- **To be done**
a: According to the search engine design page, which variable-length encodings make storing delta-encoded doc_id gaps effective?
b: Reproduce the records from their first line through the line containing "43L147 34L144 29L134", both included, and omit the pictures.

- **Article**
----

Search Engine System Low-Level Design

Overview

A search engine has four major subsystems working in a pipeline: a web crawler fetches pages from the internet, an indexer processes and stores them in an inverted index, a query processor parses and executes user queries against the index, a ranking engine scores results by relevance, and a serving layer returns the top results with low latency.

Web Crawler Design

The crawler starts with a seed set of URLs and discovers new pages via BFS over the link graph. Key design considerations:

  • Frontier queue: A distributed priority queue of URLs to crawl, bucketed by domain to enforce per-domain crawl rate limits.
  • Politeness: Respect robots.txt exclusion rules and Crawl-delay directives. Never hammer a single host.
  • Deduplication: Maintain a URL hash set (e.g., in Redis or a distributed Bloom filter) to avoid re-crawling the same URL.
  • Scale: Distributed across thousands of crawler machines. Each machine owns a subset of domains.
  • Re-crawl scheduling: Pages are re-crawled at a frequency proportional to their change rate – news pages daily, static pages monthly.

Document Processing

Raw HTML fetched by the crawler goes through a processing pipeline before indexing:

  • HTML parsing: Extract text content, strip tags, decode entities.
  • Language detection: Identify the document language so the correct stemmer is applied.
  • Tokenization: Split text into individual tokens (words).
  • Stemming / lemmatization: Reduce tokens to their root form so “running”, “runs”, “ran” all map to “run”.
  • Stop word removal: Optionally drop high-frequency words (“the”, “a”, “is”) that carry little discriminating signal.

Inverted Index Structure

The inverted index maps each term to a postings list – a sorted list of entries, one per document containing the term. Each entry contains:

  • doc_id – the document identifier
  • term_frequency – how many times the term appears in the document
  • positions – the offsets of each occurrence (needed for phrase queries)

Postings lists are sorted by doc_id in ascending order. This enables efficient intersection of two postings lists via a two-pointer merge in O(n + m) time.

Compression: Instead of storing absolute doc_ids, store delta-encoded gaps (doc_id[i] – doc_id[i-1]). Gaps are small for common terms, making variable-length encoding (VByte or Elias gamma) very effective.

----

- **Task input**

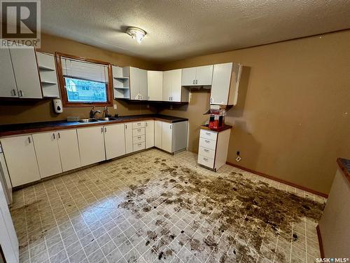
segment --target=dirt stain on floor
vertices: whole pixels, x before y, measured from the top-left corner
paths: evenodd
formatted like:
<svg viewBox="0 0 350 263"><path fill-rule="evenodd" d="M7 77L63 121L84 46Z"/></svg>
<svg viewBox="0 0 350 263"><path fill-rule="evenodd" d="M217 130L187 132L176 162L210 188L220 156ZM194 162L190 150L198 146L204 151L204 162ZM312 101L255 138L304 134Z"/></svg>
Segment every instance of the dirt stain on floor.
<svg viewBox="0 0 350 263"><path fill-rule="evenodd" d="M192 227L194 231L202 230L202 226L215 225L202 236L189 238L175 234L163 225L163 220L156 220L155 229L147 233L146 238L149 243L160 238L157 246L153 248L160 258L169 255L167 245L174 238L180 249L188 243L191 250L203 253L206 248L216 253L219 251L218 241L225 236L225 241L234 249L230 255L218 255L220 262L231 262L232 258L255 262L258 255L266 256L261 250L263 241L268 243L279 236L286 242L298 242L298 236L292 234L292 224L300 222L303 217L318 220L324 208L324 203L277 189L261 181L253 182L241 173L232 173L225 177L209 177L186 167L168 165L164 159L160 161L155 159L153 163L159 168L160 178L131 186L134 194L128 194L120 207L138 213L138 218L141 218L153 209L164 205L176 213L198 214L197 224ZM162 191L150 196L148 190L155 184ZM149 203L136 211L136 198ZM167 215L171 220L172 217ZM163 228L157 232L157 227ZM274 249L269 252L276 255L280 262L285 262L284 255Z"/></svg>

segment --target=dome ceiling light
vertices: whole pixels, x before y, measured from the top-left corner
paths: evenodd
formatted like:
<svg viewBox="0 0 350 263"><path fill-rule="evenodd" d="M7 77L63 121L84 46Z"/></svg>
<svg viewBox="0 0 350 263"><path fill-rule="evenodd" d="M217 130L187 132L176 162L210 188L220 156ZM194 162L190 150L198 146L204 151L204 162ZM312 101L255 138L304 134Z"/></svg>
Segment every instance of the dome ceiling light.
<svg viewBox="0 0 350 263"><path fill-rule="evenodd" d="M141 43L147 34L144 29L134 27L127 27L125 33L130 35L132 39L136 39L139 43Z"/></svg>

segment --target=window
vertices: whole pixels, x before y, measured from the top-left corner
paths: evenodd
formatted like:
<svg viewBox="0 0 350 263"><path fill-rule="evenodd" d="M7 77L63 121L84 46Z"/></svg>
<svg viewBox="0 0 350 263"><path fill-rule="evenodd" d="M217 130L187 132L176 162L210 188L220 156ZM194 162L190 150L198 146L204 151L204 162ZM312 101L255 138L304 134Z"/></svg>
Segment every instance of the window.
<svg viewBox="0 0 350 263"><path fill-rule="evenodd" d="M57 53L64 107L112 104L109 63Z"/></svg>

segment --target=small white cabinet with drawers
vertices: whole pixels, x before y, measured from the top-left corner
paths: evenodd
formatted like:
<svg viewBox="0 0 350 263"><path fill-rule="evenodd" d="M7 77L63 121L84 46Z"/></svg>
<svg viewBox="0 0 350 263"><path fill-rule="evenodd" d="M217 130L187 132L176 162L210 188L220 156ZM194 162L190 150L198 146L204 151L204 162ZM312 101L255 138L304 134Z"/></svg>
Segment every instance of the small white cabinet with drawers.
<svg viewBox="0 0 350 263"><path fill-rule="evenodd" d="M231 128L225 126L224 129L216 131L202 126L198 149L199 164L216 171L226 163Z"/></svg>

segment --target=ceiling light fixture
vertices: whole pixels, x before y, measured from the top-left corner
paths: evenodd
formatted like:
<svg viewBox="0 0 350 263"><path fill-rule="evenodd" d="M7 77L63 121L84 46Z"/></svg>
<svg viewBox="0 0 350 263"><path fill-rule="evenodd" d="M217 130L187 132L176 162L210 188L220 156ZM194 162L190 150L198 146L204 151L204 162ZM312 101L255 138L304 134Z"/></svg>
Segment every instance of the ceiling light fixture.
<svg viewBox="0 0 350 263"><path fill-rule="evenodd" d="M147 34L144 29L134 27L127 27L125 33L130 35L132 39L136 39L138 43L141 43Z"/></svg>

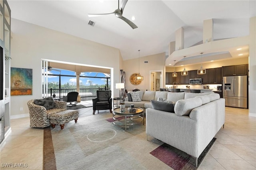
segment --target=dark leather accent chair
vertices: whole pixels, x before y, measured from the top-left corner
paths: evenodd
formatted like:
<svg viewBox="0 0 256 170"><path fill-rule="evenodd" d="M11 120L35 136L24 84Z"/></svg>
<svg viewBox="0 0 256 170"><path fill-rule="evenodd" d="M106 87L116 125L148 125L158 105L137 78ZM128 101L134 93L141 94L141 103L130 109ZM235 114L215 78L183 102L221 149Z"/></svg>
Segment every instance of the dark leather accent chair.
<svg viewBox="0 0 256 170"><path fill-rule="evenodd" d="M95 114L96 110L98 113L99 110L107 109L112 113L112 100L111 90L97 90L97 98L92 99L92 114Z"/></svg>
<svg viewBox="0 0 256 170"><path fill-rule="evenodd" d="M78 93L76 92L72 92L68 93L66 96L63 96L63 101L70 103L67 106L76 106L76 104L72 104L72 102L76 102Z"/></svg>

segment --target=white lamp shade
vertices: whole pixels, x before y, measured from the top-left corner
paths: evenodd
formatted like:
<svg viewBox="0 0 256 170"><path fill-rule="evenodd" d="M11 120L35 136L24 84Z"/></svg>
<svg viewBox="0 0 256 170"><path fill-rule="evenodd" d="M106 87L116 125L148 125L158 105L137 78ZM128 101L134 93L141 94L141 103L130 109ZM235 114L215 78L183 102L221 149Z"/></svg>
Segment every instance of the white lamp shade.
<svg viewBox="0 0 256 170"><path fill-rule="evenodd" d="M116 88L118 89L124 88L124 83L116 83Z"/></svg>

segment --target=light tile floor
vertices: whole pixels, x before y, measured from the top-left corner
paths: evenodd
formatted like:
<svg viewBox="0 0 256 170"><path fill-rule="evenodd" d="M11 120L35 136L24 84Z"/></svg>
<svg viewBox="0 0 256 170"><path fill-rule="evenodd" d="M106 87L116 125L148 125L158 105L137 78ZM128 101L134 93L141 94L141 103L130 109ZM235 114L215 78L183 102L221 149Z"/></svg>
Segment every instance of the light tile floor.
<svg viewBox="0 0 256 170"><path fill-rule="evenodd" d="M92 114L92 107L78 110L80 117ZM248 109L226 108L224 128L216 135L198 170L256 170L256 118L248 115ZM12 119L11 126L1 151L0 169L42 170L43 129L30 127L29 117ZM23 163L24 167L4 167L4 163Z"/></svg>

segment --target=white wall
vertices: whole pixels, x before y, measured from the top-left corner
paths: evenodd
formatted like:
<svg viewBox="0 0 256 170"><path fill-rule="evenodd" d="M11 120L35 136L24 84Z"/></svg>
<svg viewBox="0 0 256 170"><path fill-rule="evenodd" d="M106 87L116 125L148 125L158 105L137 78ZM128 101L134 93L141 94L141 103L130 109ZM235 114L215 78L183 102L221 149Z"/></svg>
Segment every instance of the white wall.
<svg viewBox="0 0 256 170"><path fill-rule="evenodd" d="M250 21L249 112L250 116L256 117L256 17Z"/></svg>
<svg viewBox="0 0 256 170"><path fill-rule="evenodd" d="M123 66L125 72L125 88L128 90L131 90L136 88L142 90L150 90L150 70L165 70L165 53L140 57L140 74L143 76L144 80L138 85L134 85L130 81L130 77L133 73L139 72L138 57L137 59L125 60ZM148 61L144 63L144 61ZM164 79L162 80L162 84L164 83ZM165 81L165 80L164 80Z"/></svg>
<svg viewBox="0 0 256 170"><path fill-rule="evenodd" d="M17 20L11 21L11 66L33 69L33 89L32 95L11 96L11 116L28 113L27 101L41 97L41 59L113 68L112 86L119 82L118 49ZM113 96L118 96L118 90L112 90Z"/></svg>

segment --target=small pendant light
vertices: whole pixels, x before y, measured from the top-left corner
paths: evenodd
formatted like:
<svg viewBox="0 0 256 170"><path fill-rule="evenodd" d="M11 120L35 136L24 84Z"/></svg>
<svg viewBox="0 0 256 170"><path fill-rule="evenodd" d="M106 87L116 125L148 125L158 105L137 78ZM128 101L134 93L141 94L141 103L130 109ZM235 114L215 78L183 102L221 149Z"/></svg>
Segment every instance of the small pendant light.
<svg viewBox="0 0 256 170"><path fill-rule="evenodd" d="M200 53L200 54L201 54L201 67L200 67L200 69L199 70L197 70L198 74L204 74L206 73L206 70L205 69L203 69L203 66L202 63L202 55L203 54L203 53Z"/></svg>
<svg viewBox="0 0 256 170"><path fill-rule="evenodd" d="M184 61L185 61L185 57L186 56L184 56ZM185 62L184 62L184 70L181 72L181 75L182 76L186 76L188 74L188 72L186 70L186 68L185 68Z"/></svg>
<svg viewBox="0 0 256 170"><path fill-rule="evenodd" d="M175 65L175 61L176 61L176 60L174 60L174 66ZM173 72L172 73L172 76L174 77L177 77L177 73L175 71L175 67L174 66L174 72Z"/></svg>
<svg viewBox="0 0 256 170"><path fill-rule="evenodd" d="M140 74L140 50L138 50L138 51L139 51L139 76L137 76L136 77L136 80L143 80L143 76L141 76Z"/></svg>

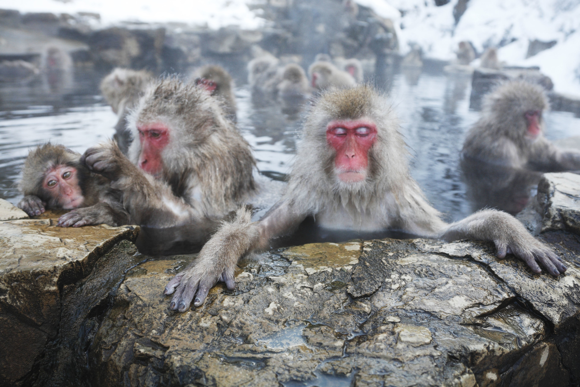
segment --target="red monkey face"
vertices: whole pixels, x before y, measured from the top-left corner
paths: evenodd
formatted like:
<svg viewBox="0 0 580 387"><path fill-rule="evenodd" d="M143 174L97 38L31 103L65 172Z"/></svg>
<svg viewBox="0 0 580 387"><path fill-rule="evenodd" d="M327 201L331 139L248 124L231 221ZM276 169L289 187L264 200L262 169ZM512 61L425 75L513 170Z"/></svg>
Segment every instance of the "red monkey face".
<svg viewBox="0 0 580 387"><path fill-rule="evenodd" d="M78 208L85 201L77 168L72 167L53 167L45 176L42 187L64 209Z"/></svg>
<svg viewBox="0 0 580 387"><path fill-rule="evenodd" d="M540 121L542 120L542 111L540 110L528 110L524 114L528 124L525 136L532 140L535 139L542 131Z"/></svg>
<svg viewBox="0 0 580 387"><path fill-rule="evenodd" d="M213 94L213 92L217 88L217 84L211 79L206 79L205 78L198 78L195 79L195 84L207 90L210 94Z"/></svg>
<svg viewBox="0 0 580 387"><path fill-rule="evenodd" d="M163 169L161 152L169 142L169 128L164 124L154 122L137 125L141 143L141 153L137 165L153 176Z"/></svg>
<svg viewBox="0 0 580 387"><path fill-rule="evenodd" d="M327 126L327 142L336 151L335 171L345 183L367 178L368 151L376 140L376 125L368 120L334 121Z"/></svg>

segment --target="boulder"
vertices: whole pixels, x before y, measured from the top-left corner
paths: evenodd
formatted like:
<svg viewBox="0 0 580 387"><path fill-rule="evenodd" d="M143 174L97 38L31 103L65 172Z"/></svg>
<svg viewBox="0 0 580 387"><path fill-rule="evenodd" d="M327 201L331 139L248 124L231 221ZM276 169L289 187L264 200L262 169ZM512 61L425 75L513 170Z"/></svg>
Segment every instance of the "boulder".
<svg viewBox="0 0 580 387"><path fill-rule="evenodd" d="M128 227L55 225L56 218L0 222L1 385L24 383L56 337L64 287L88 275L119 241L135 236Z"/></svg>

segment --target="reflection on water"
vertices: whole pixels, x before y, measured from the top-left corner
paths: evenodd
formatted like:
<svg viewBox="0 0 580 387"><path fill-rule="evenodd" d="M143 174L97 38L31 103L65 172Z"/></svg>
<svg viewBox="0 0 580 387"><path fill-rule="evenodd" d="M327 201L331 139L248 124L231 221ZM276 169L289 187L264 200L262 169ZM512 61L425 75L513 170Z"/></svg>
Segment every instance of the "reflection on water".
<svg viewBox="0 0 580 387"><path fill-rule="evenodd" d="M1 197L13 203L19 200L14 182L30 147L49 140L82 152L111 137L117 117L99 95L100 77L88 73L75 74L72 84L65 82L60 88L42 79L0 84ZM448 220L463 218L483 206L484 198L478 197L483 189L478 187L492 187L496 191L505 191L500 187L510 187L516 201L523 202L523 193L534 182L505 171L496 173L502 182L494 184L481 176L483 171L474 170L466 180L470 187L466 194L459 155L465 133L478 117L477 112L469 110L468 75L423 73L409 79L409 74L386 72L379 78L376 83L389 92L400 120L411 156L411 173ZM295 106L252 101L245 85L236 89L235 96L240 129L254 150L264 180L262 185L266 190L271 189L269 182L284 180L289 171L304 113L296 111ZM580 119L567 113L550 113L546 122L546 137L552 140L576 135L580 127ZM276 183L272 187L277 193L262 201L260 214L279 197L282 183ZM488 202L490 205L493 205ZM497 205L510 212L519 208Z"/></svg>

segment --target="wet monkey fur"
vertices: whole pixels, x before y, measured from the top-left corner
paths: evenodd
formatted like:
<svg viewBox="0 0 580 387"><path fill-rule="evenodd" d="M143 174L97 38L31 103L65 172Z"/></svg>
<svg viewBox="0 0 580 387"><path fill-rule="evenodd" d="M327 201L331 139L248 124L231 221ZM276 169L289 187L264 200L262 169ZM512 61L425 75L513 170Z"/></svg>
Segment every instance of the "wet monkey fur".
<svg viewBox="0 0 580 387"><path fill-rule="evenodd" d="M80 158L78 153L50 143L30 151L19 183L24 197L18 207L31 216L46 208L78 209L84 214L82 220L70 218L63 223L59 219L59 226L127 224L128 214L120 207L109 180L89 172Z"/></svg>
<svg viewBox="0 0 580 387"><path fill-rule="evenodd" d="M541 172L580 169L580 152L559 149L544 137L548 107L538 85L500 85L484 97L481 116L463 143L463 157Z"/></svg>
<svg viewBox="0 0 580 387"><path fill-rule="evenodd" d="M119 117L115 125L114 137L125 154L132 140L125 128L127 115L135 107L147 85L154 80L153 75L148 71L117 67L101 81L101 93Z"/></svg>
<svg viewBox="0 0 580 387"><path fill-rule="evenodd" d="M398 129L387 100L370 87L323 93L306 117L282 199L258 222L251 222L249 212L241 209L219 229L195 261L166 286L165 294L174 295L170 308L184 312L192 301L201 305L217 281L233 288L240 257L267 249L271 240L292 233L309 216L327 229L398 229L448 241L491 241L499 257L513 252L535 273L540 265L554 276L566 270L549 247L505 212L485 210L452 224L442 220L409 175Z"/></svg>
<svg viewBox="0 0 580 387"><path fill-rule="evenodd" d="M235 121L235 97L234 96L234 81L231 75L223 67L216 64L204 66L196 70L193 75L198 85L223 102L226 114Z"/></svg>
<svg viewBox="0 0 580 387"><path fill-rule="evenodd" d="M88 149L82 161L122 193L134 224L209 233L253 193L249 146L221 103L194 82L151 85L128 128L135 139L128 157L107 143Z"/></svg>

----

- **Results in order**
a: VByte or Elias gamma.

b:
segment --target=dirt stain on floor
vertices: whole pixels, x before y, measured from the top-left corner
paths: evenodd
formatted like:
<svg viewBox="0 0 350 263"><path fill-rule="evenodd" d="M7 77L63 121L84 46Z"/></svg>
<svg viewBox="0 0 350 263"><path fill-rule="evenodd" d="M217 130L187 132L176 162L210 188L220 156ZM194 162L190 150L198 146L204 151L204 162ZM312 101L255 138L304 134Z"/></svg>
Segment every instance of the dirt stain on floor.
<svg viewBox="0 0 350 263"><path fill-rule="evenodd" d="M192 227L194 231L202 230L202 226L215 225L202 236L189 238L175 234L163 225L163 220L156 220L155 229L147 233L146 238L149 243L160 238L157 246L153 248L160 258L169 255L167 245L174 238L180 249L188 243L191 250L203 253L206 248L216 253L219 251L218 241L225 236L225 241L234 249L230 255L218 255L220 262L231 262L232 258L255 262L258 255L266 256L261 250L263 241L268 243L279 236L286 242L298 242L298 236L292 234L292 224L300 222L303 217L318 220L324 208L324 203L277 189L261 181L253 182L241 173L232 173L225 177L209 177L186 167L168 165L164 159L160 161L155 159L153 163L159 168L160 178L131 186L134 194L128 194L120 207L138 213L138 218L141 218L153 209L164 205L176 213L198 214L197 224ZM162 191L150 196L148 190L155 184ZM149 203L136 211L136 198ZM167 215L171 220L172 217ZM163 228L157 232L157 227ZM274 249L269 252L276 255L280 262L285 262L284 255Z"/></svg>

segment --target=dome ceiling light
vertices: whole pixels, x before y, measured from the top-left corner
paths: evenodd
formatted like:
<svg viewBox="0 0 350 263"><path fill-rule="evenodd" d="M7 77L63 121L84 46Z"/></svg>
<svg viewBox="0 0 350 263"><path fill-rule="evenodd" d="M217 130L187 132L176 162L210 188L220 156ZM194 162L190 150L198 146L204 151L204 162ZM312 101L255 138L304 134Z"/></svg>
Segment every instance of the dome ceiling light.
<svg viewBox="0 0 350 263"><path fill-rule="evenodd" d="M141 43L147 34L144 29L134 27L127 27L125 33L130 35L132 39L136 39L139 43Z"/></svg>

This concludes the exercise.